◆ **作業指示**:
1. 本文のうち「真言宗の宗祖・弘法大師空海ゆ」から「いしぞう)」が祀られている。」までの部分を、そのまま出力せよ。
2. 本文によれば、弘法大師空海が誕生したのは何年か答えてください。
3. 本文の内容を二文にまとめよ。

◆ **本文**:
● ● ●

【香川】香川の偉人!弘法大師空海御誕生1250年
「お遍路」や「四国八十八ヶ所巡り」という言葉をご存知ですか?古来、四国は国の中央から離れた地であり、様々な修行の場であったといわれています。
真言宗の宗祖・弘法大師空海ゆかりの霊場(四国にある88ヶ寺)をたどる巡礼のことを「お遍路」や「四国八十八ヶ所巡り」と言い、その信仰は現代にも受け継がれています。また、近年では外国からもお遍路を体験するために訪れる方も多く、年間数十万人もの人が四国・香川を訪れます。
▲『総本山善通寺』を案内してくれた住職の中嶋さん。後ろにある建物は「御影堂(みえどう)」といって、奥殿の厨子内には秘仏「瞬目大師像(めひきだいしぞう)」が祀られている。
四国八十八ヶ所霊場を開創した弘法大師空海は、御父・佐伯善通(さえきよしみち)と御母・玉寄御前(たまよりごぜん)の子として、宝亀5年(774年)、讃岐「屏風ヶ浦」(現、香川県西部にある善通寺市)で御誕生されました。善通寺市内にある『総本山善通寺』の西院(誕生院)は、御父・佐伯善通の邸宅地跡で、御影堂の奥殿が建つ場所は御母・玉寄御前の部屋があった場所と伝わっており、弘法大師空海御誕生の地として大切にされています。

● ● ●

◆ **保存済みの行**:
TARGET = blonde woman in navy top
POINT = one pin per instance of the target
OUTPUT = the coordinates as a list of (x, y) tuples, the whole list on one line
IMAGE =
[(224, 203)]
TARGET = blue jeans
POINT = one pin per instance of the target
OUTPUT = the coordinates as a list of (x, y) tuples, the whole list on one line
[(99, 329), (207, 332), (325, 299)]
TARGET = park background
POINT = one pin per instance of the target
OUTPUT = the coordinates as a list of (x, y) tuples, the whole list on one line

● ● ●

◆ **解答**:
1.
真言宗の宗祖・弘法大師空海ゆかりの霊場(四国にある88ヶ寺)をたどる巡礼のことを「お遍路」や「四国八十八ヶ所巡り」と言い、その信仰は現代にも受け継がれています。また、近年では外国からもお遍路を体験するために訪れる方も多く、年間数十万人もの人が四国・香川を訪れます。
▲『総本山善通寺』を案内してくれた住職の中嶋さん。後ろにある建物は「御影堂(みえどう)」といって、奥殿の厨子内には秘仏「瞬目大師像(めひきだいしぞう)」が祀られている。

2. 宝亀5年(774年)。

3. 「お遍路」や「四国八十八ヶ所巡り」は弘法大師空海ゆかりの四国の88ヶ寺をたどる巡礼で、その信仰は現代にも受け継がれ、年間数十万人もの人が四国・香川を訪れる。空海は宝亀5年(774年)に讃岐「屏風ヶ浦」(現在の香川県善通寺市)で誕生し、『総本山善通寺』の西院(誕生院)は父・佐伯善通の邸宅地跡として、その誕生の地とされている。